▶ SHORT EXERCISE A: Which article of the ODI Regulations sets up the outbound investment security review regime, according to the passage on China's ODI rules?
▶ SHORT EXERCISE B: In the passage on China's ODI rules, condense the paragraph beginning "For this reason, “offshore washing”" into a short bulleted list that keeps its main facts.
▶ SHORT EXERCISE C: From the passage on China's ODI rules, write out word for word the section starting at "Article 15 establishes" and ending at "investor’s outbound investment.".

▶ QUOTED TEXT:
* begin *
The broadened scope of ODI regulated by the ODI Regulations already discussed in part I above calls for a reassessment of the offshore holding structures that have underpinned China-linked venture capital and pre-IPO financing for decades. These structures often involve a Cayman or BVI holding company, intermediate offshore entities, PRC operating subsidiaries, and, where required, contractual control structures like Variable Interest Entities. The ODI Regulations do not expressly prohibit these arrangements, but make it clear that offshore structuring does not, by itself, eliminate China regulatory risk. Notably:

  • The broad definition of ODI may bring greater scrutiny to arrangements (even when implemented through multiple steps over a period of time) in which a PRC-origin founder, entity, or controlled group contributes assets, equity, technology, or other resources to an offshore vehicle for capital raising, business relocation, or overseas exit purposes.
  • In light of Article 13 of the ODI Regulations, transfers of technology, data, or personnel from a PRC entity to an offshore group company, even if undertaken solely for internal restructuring reasons, should be reviewed for ODI compliance.
  • The regulators now have the express power to treat a sequence of structuring steps as one integrated arrangement. A company that first moves its headquarters, IP, personnel, or data offshore and later pursues foreign financing may still face scrutiny if the earlier restructuring is viewed as part of a broader effort to move China-origin capabilities outside China’s oversight.

For this reason, “offshore washing” is now squarely on China’s regulatory radar. Companies that have completed offshore restructurings without conducting TIER, export control, or data compliance analyses should consider assessing their post-transaction exposure. Notably, that assessment may need to take account of overseas rules as well as the ODI Regulations—an unwinding of a restructuring due to PRC ODI concerns may trigger export control or licensing requirements in a relevant foreign jurisdiction. Companies planning new restructurings should build a complete record of technology ownership, development history, employee assignments, IP transfers, technology services, data flows, system access rights, and intercompany arrangements before implementation.

IV. National Security Review of ODI

Article 15 establishes an outbound investment security review regime as a counterpart to China’s existing inbound foreign investment security review. NDRC and MOFCOM, together with other relevant authorities, will review ODI—as well as related transfers or disposals of assets and interests—that may affect China’s national security. The implementation rules have not yet been issued, and important details remain unclear (such as filing thresholds, review procedures, timelines, substantive criteria, and mitigation options). Notably, the reference to “transfers” and “disposals” suggests that the regulatory review may extend beyond the initial outbound investments to subsequent sales, spin-offs, reorganizations, dispositions, or exits involving overseas assets or interests derived from a PRC investor’s outbound investment.
* end *
▶ DATASET EXCERPT:
* begin *
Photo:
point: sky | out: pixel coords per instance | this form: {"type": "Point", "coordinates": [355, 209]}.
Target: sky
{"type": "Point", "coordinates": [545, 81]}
* end *
▶ RESPONSE A: Article 15.

▶ RESPONSE B:
- "Offshore washing" is now squarely on China's regulatory radar.
- Companies that completed offshore restructurings without TIER, export control, or data compliance analyses should consider assessing their post-transaction exposure.
- That assessment may need to cover overseas rules as well as the ODI Regulations, since unwinding a restructuring over PRC ODI concerns may trigger export control or licensing requirements in a relevant foreign jurisdiction.
- Companies planning new restructurings should, before implementation, build a complete record of:
  - technology ownership
  - development history
  - employee assignments
  - IP transfers
  - technology services
  - data flows
  - system access rights
  - intercompany arrangements

▶ RESPONSE C:
Article 15 establishes an outbound investment security review regime as a counterpart to China’s existing inbound foreign investment security review. NDRC and MOFCOM, together with other relevant authorities, will review ODI—as well as related transfers or disposals of assets and interests—that may affect China’s national security. The implementation rules have not yet been issued, and important details remain unclear (such as filing thresholds, review procedures, timelines, substantive criteria, and mitigation options). Notably, the reference to “transfers” and “disposals” suggests that the regulatory review may extend beyond the initial outbound investments to subsequent sales, spin-offs, reorganizations, dispositions, or exits involving overseas assets or interests derived from a PRC investor’s outbound investment.